[Stored data entries]
[Start of Attachment]
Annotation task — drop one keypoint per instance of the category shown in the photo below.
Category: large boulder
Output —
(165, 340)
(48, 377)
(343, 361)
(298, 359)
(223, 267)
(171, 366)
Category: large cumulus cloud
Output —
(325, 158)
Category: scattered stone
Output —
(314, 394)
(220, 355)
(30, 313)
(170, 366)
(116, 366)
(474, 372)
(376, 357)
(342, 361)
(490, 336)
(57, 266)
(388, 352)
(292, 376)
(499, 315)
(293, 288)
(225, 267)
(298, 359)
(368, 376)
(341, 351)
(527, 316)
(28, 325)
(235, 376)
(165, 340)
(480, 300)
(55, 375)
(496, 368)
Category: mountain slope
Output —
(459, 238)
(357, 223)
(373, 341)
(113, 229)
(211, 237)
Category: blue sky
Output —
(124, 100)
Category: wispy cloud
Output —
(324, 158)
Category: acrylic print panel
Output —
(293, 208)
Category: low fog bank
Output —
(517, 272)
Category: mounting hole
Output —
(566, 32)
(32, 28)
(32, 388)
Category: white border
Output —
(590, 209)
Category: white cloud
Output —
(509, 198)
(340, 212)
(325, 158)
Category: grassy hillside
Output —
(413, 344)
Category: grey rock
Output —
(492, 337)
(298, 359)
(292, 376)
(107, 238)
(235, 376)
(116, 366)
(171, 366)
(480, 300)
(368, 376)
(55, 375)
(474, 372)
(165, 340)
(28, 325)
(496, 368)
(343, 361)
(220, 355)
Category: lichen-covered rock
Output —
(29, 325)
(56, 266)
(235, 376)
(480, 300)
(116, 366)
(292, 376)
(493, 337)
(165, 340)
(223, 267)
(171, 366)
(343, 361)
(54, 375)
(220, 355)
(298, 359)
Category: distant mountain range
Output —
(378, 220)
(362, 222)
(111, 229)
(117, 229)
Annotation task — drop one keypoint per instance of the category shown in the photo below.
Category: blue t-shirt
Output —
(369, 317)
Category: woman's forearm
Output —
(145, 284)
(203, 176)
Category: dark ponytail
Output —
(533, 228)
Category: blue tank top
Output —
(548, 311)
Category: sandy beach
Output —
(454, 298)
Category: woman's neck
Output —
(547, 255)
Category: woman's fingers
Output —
[End of Attachment]
What is required> What is needed is every line of the records that contains the word "large".

Answer for the task>
Category: large boulder
Category: large cumulus cloud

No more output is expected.